[Point localization data]
====================

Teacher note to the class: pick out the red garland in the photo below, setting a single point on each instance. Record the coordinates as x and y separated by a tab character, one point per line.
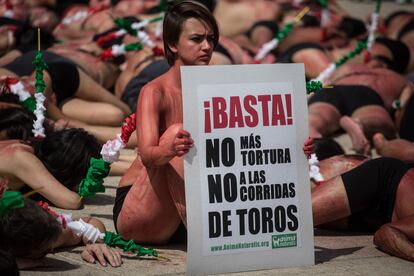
107	54
8	5
45	207
157	51
128	128
106	38
367	56
324	34
11	81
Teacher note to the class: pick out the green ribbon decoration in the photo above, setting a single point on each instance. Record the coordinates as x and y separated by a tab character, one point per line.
40	65
286	30
313	86
323	3
358	49
126	25
163	5
93	182
133	47
378	6
29	104
10	200
112	239
156	19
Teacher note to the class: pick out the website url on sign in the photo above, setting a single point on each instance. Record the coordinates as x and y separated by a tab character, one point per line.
240	245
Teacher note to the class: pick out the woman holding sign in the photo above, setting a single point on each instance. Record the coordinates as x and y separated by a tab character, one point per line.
150	199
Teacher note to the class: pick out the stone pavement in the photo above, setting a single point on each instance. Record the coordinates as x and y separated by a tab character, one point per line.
336	253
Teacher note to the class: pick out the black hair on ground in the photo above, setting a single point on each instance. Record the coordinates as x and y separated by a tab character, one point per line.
66	154
27	229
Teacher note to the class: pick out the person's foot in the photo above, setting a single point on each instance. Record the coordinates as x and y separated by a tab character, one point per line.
354	129
379	141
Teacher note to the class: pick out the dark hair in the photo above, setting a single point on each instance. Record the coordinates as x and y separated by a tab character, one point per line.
352	27
8	264
400	54
327	147
174	20
23	230
66	154
17	122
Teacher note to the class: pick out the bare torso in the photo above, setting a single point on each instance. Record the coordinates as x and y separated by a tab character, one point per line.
386	83
102	72
149	201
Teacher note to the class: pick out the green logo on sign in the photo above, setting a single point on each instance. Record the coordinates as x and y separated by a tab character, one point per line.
284	240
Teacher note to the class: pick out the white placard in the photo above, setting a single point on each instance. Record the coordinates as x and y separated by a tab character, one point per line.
247	178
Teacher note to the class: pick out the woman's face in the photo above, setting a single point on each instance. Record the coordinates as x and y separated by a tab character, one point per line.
195	44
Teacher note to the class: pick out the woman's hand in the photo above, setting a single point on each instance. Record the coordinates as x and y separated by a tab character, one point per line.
176	140
308	147
103	253
182	142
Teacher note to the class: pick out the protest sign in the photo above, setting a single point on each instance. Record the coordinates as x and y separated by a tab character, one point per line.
247	178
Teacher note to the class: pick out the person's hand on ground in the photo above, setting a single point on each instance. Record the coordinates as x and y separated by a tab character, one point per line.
102	253
308	147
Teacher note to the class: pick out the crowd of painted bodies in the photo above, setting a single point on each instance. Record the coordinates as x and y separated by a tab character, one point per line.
150	203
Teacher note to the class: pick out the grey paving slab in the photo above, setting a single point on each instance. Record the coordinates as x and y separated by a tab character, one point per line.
336	253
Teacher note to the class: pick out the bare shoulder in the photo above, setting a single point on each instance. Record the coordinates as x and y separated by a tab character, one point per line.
157	85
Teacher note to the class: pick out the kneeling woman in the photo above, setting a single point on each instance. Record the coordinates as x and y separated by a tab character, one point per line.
150	202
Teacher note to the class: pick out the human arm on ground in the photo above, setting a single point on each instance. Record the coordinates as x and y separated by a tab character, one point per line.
22	163
396	238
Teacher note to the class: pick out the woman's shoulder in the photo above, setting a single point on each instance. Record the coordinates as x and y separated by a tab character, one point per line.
11	147
159	84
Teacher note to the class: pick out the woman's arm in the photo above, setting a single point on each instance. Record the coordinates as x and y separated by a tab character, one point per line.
92	251
396	238
156	150
23	164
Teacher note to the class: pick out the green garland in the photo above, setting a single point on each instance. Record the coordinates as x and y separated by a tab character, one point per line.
126	25
40	65
313	86
286	30
29	104
111	239
93	182
10	200
133	47
164	5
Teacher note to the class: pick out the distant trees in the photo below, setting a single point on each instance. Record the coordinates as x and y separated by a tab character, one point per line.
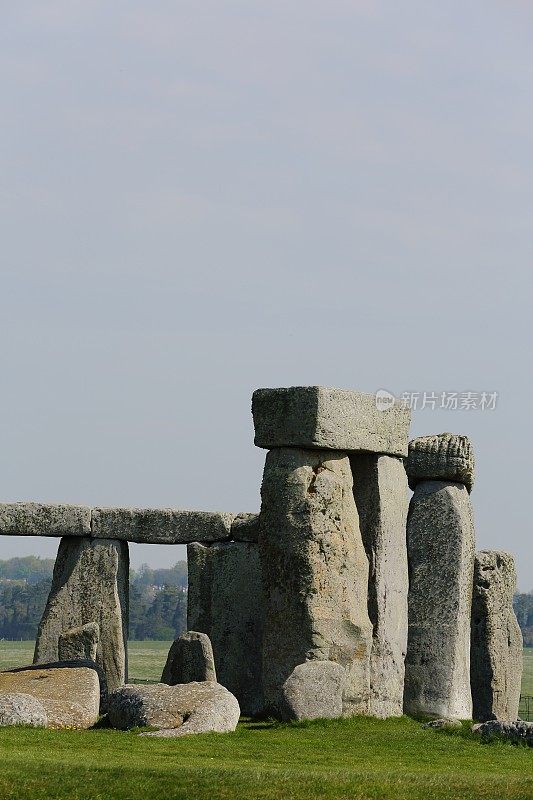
158	599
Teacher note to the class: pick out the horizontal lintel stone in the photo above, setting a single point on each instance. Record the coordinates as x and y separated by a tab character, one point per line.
44	519
161	525
316	417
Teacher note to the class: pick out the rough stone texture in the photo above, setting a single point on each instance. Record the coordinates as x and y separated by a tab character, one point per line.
90	584
70	696
516	732
314	690
440	547
315	573
245	528
80	642
496	643
444	723
380	491
205	706
328	419
190	658
225	601
160	525
442	457
44	519
21	709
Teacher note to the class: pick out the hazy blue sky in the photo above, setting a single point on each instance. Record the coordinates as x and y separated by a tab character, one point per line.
200	198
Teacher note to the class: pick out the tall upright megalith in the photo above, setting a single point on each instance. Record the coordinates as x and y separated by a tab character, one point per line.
90	584
381	494
315	573
440	547
225	601
496	645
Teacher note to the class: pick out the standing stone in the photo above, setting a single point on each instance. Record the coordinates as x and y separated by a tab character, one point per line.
314	690
80	642
90	584
440	548
315	573
380	491
190	658
496	646
225	601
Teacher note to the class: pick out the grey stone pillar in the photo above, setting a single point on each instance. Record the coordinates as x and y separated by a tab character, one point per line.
315	573
381	494
90	584
496	647
440	547
225	601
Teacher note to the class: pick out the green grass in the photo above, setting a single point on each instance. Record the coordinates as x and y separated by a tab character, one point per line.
357	758
146	659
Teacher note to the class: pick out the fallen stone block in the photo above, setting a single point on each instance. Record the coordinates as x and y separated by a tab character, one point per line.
90	584
225	601
44	519
190	658
315	417
315	573
205	707
496	644
70	696
21	709
440	547
160	525
79	642
314	690
380	491
442	457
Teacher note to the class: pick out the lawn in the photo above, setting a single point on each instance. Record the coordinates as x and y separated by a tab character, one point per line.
357	758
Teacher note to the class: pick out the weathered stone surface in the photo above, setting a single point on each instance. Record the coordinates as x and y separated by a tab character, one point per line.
440	547
245	528
44	519
496	643
90	584
70	695
314	690
160	525
516	732
190	658
21	709
79	642
380	491
315	573
328	419
225	601
442	457
443	723
205	706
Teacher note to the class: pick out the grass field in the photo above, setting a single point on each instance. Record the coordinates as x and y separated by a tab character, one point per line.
357	758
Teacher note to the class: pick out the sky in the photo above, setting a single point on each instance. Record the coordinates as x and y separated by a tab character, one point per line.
201	198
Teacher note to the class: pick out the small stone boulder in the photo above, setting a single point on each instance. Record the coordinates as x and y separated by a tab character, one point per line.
190	658
69	695
79	642
314	689
17	708
175	710
516	732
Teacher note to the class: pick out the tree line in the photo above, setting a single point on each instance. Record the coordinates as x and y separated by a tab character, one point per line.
158	599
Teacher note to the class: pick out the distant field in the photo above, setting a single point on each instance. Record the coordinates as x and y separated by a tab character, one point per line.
146	659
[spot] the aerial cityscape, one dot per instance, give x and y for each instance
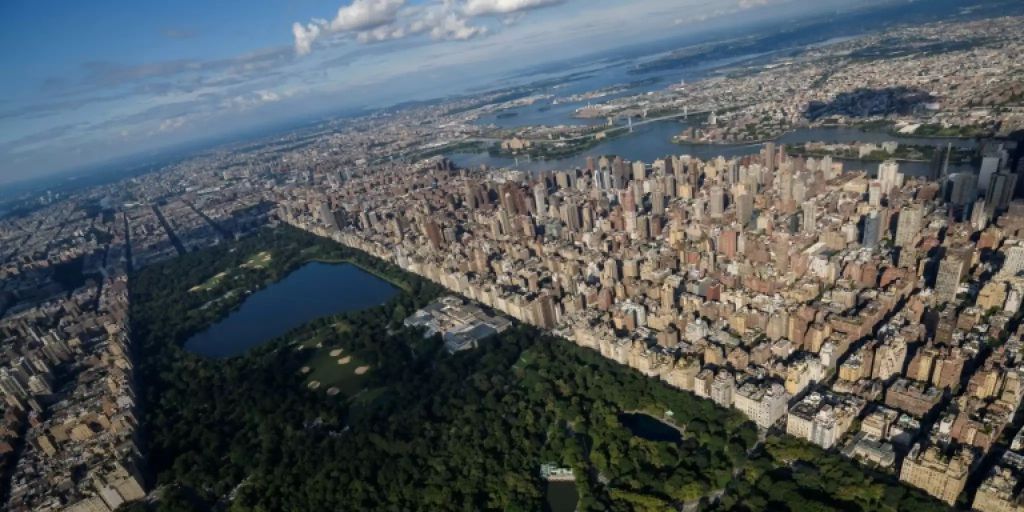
(759, 257)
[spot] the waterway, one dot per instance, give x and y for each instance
(649, 428)
(561, 497)
(313, 291)
(652, 141)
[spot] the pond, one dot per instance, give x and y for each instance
(649, 428)
(652, 141)
(561, 497)
(313, 291)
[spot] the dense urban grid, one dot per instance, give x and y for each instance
(877, 314)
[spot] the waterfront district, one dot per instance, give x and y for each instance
(877, 314)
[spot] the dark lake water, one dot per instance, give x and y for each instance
(651, 141)
(649, 428)
(313, 291)
(561, 497)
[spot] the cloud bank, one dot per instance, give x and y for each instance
(376, 20)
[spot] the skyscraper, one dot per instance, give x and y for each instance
(872, 229)
(908, 224)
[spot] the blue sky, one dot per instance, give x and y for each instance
(89, 81)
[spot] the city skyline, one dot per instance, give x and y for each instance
(143, 78)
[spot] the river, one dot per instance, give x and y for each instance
(313, 291)
(651, 141)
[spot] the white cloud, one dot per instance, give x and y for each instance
(371, 19)
(366, 14)
(483, 7)
(376, 20)
(171, 124)
(304, 36)
(454, 27)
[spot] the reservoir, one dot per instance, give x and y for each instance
(649, 427)
(651, 141)
(561, 497)
(313, 291)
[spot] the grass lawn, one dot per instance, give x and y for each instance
(260, 260)
(335, 368)
(210, 284)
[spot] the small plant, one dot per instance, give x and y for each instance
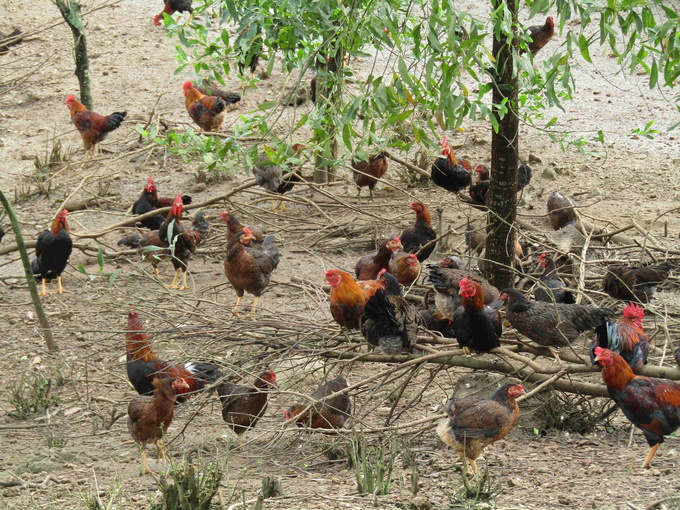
(31, 394)
(186, 487)
(373, 468)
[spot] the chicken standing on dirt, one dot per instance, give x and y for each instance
(93, 128)
(148, 201)
(52, 252)
(474, 423)
(150, 417)
(143, 366)
(370, 265)
(243, 406)
(625, 337)
(323, 413)
(651, 404)
(634, 283)
(389, 321)
(375, 167)
(550, 288)
(477, 327)
(349, 297)
(421, 234)
(249, 268)
(549, 324)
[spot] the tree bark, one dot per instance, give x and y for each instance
(70, 10)
(329, 88)
(504, 151)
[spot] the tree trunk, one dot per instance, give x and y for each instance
(70, 10)
(504, 150)
(328, 98)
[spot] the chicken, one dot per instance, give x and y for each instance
(234, 226)
(243, 406)
(150, 417)
(52, 252)
(93, 127)
(549, 324)
(625, 337)
(449, 172)
(651, 404)
(370, 265)
(634, 283)
(375, 167)
(474, 423)
(249, 268)
(389, 321)
(172, 6)
(9, 40)
(208, 112)
(540, 35)
(446, 282)
(550, 288)
(143, 366)
(348, 297)
(421, 234)
(561, 210)
(476, 326)
(323, 413)
(148, 201)
(406, 267)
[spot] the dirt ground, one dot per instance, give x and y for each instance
(83, 443)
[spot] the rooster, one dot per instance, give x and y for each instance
(449, 172)
(249, 268)
(625, 337)
(52, 252)
(651, 404)
(143, 366)
(349, 297)
(421, 234)
(367, 173)
(634, 283)
(389, 321)
(93, 127)
(477, 327)
(148, 201)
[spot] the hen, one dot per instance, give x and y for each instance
(234, 226)
(243, 406)
(477, 327)
(143, 366)
(634, 283)
(652, 405)
(349, 297)
(93, 128)
(561, 210)
(449, 172)
(366, 173)
(474, 423)
(625, 337)
(370, 265)
(540, 35)
(52, 252)
(549, 324)
(406, 267)
(249, 268)
(208, 112)
(150, 417)
(323, 412)
(421, 234)
(389, 321)
(550, 288)
(148, 201)
(172, 6)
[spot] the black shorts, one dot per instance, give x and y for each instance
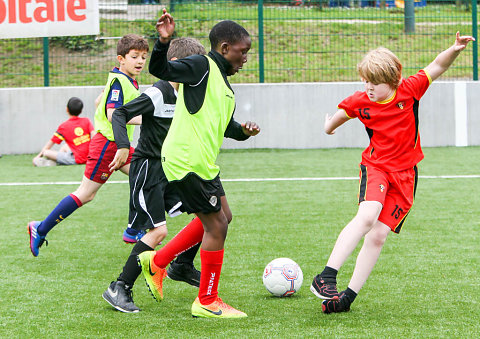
(199, 195)
(150, 195)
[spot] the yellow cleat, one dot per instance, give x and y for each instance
(153, 274)
(217, 309)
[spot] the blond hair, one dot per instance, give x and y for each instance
(381, 66)
(131, 41)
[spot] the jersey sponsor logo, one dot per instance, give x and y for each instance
(213, 200)
(78, 131)
(115, 95)
(81, 140)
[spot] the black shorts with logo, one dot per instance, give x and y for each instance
(150, 195)
(199, 195)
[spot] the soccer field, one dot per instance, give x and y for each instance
(425, 284)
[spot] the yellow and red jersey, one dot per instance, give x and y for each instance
(392, 124)
(76, 133)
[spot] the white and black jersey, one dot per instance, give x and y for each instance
(156, 106)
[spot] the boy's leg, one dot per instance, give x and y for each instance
(366, 260)
(208, 304)
(368, 255)
(119, 293)
(38, 230)
(324, 284)
(182, 268)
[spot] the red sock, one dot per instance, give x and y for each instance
(189, 236)
(211, 267)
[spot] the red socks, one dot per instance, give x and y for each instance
(211, 267)
(189, 236)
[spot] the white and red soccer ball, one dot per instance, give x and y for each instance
(282, 277)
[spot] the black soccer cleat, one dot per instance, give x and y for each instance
(184, 272)
(324, 288)
(120, 296)
(341, 304)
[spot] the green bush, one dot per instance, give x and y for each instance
(77, 43)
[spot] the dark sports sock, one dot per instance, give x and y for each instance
(131, 270)
(67, 206)
(188, 256)
(351, 294)
(329, 274)
(131, 231)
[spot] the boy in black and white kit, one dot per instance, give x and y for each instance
(150, 195)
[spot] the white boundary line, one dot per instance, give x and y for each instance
(472, 176)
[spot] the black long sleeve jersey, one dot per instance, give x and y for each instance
(193, 72)
(156, 106)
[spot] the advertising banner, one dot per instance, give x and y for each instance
(47, 18)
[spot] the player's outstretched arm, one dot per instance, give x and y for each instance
(443, 61)
(335, 121)
(165, 27)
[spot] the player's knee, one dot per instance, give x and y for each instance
(159, 233)
(367, 219)
(376, 238)
(86, 198)
(229, 217)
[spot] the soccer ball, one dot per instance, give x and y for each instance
(282, 277)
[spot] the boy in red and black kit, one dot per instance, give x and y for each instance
(76, 132)
(121, 88)
(388, 172)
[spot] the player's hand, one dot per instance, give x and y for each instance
(165, 26)
(98, 99)
(250, 128)
(328, 122)
(120, 159)
(462, 41)
(36, 159)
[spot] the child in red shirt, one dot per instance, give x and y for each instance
(388, 173)
(76, 132)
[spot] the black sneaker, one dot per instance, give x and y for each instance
(184, 272)
(120, 296)
(341, 304)
(324, 288)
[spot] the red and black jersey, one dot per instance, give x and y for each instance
(392, 125)
(76, 133)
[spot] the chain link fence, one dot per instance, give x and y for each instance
(292, 40)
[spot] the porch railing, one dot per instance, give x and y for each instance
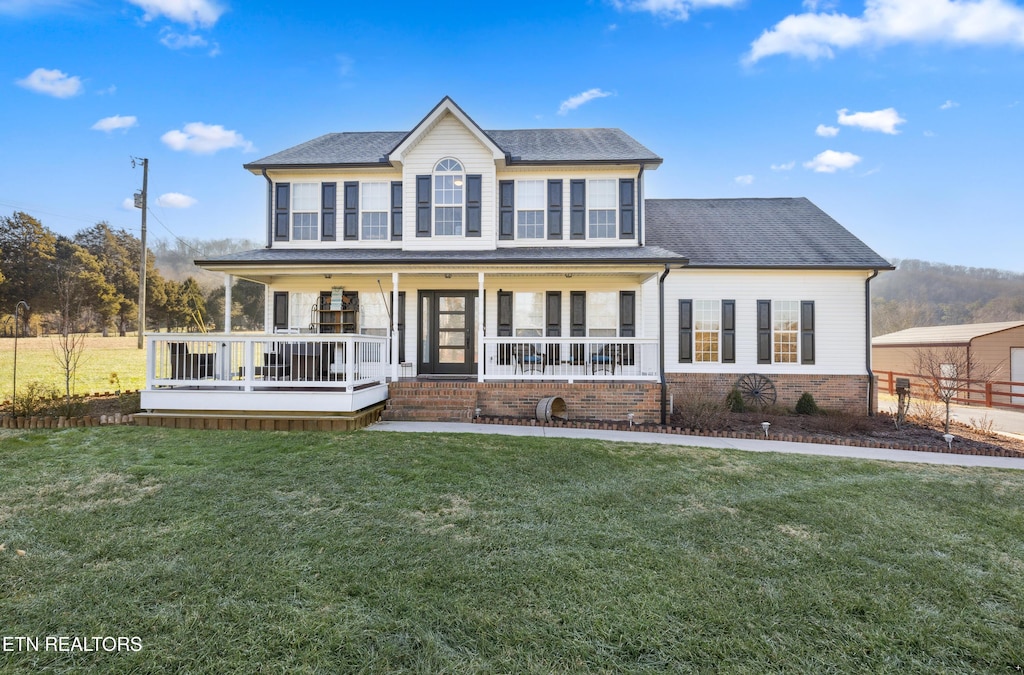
(570, 359)
(266, 362)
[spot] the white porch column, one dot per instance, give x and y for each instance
(481, 349)
(394, 327)
(228, 280)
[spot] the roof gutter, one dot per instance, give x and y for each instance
(867, 342)
(660, 342)
(269, 210)
(640, 205)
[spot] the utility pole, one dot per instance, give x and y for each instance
(140, 203)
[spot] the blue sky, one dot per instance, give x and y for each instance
(900, 118)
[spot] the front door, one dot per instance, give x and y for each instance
(446, 322)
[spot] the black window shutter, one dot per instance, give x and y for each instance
(351, 210)
(473, 207)
(396, 210)
(554, 209)
(686, 331)
(578, 209)
(578, 313)
(329, 200)
(627, 209)
(807, 332)
(423, 206)
(506, 209)
(553, 313)
(283, 202)
(728, 331)
(764, 331)
(627, 313)
(280, 309)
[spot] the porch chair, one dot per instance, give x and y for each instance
(605, 357)
(529, 356)
(188, 366)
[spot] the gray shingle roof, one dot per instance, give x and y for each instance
(542, 255)
(756, 233)
(522, 145)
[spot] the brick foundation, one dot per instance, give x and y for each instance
(458, 401)
(840, 392)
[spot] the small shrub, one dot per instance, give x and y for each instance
(734, 402)
(806, 405)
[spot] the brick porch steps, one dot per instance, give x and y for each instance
(262, 421)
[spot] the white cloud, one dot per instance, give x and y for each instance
(678, 10)
(175, 201)
(52, 83)
(173, 40)
(815, 35)
(192, 12)
(830, 161)
(578, 100)
(884, 121)
(204, 138)
(115, 122)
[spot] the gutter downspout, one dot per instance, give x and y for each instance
(660, 341)
(640, 206)
(867, 341)
(269, 210)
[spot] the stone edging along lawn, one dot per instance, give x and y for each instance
(52, 422)
(827, 440)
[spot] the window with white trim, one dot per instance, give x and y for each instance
(602, 313)
(305, 211)
(707, 327)
(529, 209)
(601, 208)
(527, 313)
(449, 198)
(785, 331)
(376, 200)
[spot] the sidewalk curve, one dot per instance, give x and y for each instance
(705, 441)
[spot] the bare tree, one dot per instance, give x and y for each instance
(948, 371)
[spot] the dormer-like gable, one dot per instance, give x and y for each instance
(450, 184)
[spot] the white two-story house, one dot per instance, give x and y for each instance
(455, 271)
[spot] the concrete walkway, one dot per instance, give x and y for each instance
(705, 441)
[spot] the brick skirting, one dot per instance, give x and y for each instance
(458, 401)
(839, 392)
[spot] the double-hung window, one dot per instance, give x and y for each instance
(449, 197)
(305, 211)
(707, 325)
(376, 202)
(785, 331)
(602, 209)
(529, 209)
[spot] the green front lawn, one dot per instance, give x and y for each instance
(381, 552)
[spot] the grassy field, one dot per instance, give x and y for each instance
(378, 552)
(37, 364)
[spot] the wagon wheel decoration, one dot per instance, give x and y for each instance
(757, 389)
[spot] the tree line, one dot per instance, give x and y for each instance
(920, 293)
(89, 283)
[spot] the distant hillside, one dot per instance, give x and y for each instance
(920, 293)
(174, 259)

====================

* _Your goal_:
Give again only the lines starting at the one that contains "[spot] the green front" and running to the end of the data.

* _Expected output_:
[spot] the green front lawn, one dot per instance, give x and y for each instance
(381, 552)
[spot] the grassy field, one dot per instance, give x and y for each instance
(378, 552)
(37, 364)
[spot] the wagon wheel decoration, one dot per instance, give x and y for each instance
(757, 389)
[spot] the tree line, one dot per instance, give x and y for each instance
(920, 293)
(89, 283)
[spot] the distant hillside, one dot per instance, give x and y for each instance
(920, 293)
(174, 259)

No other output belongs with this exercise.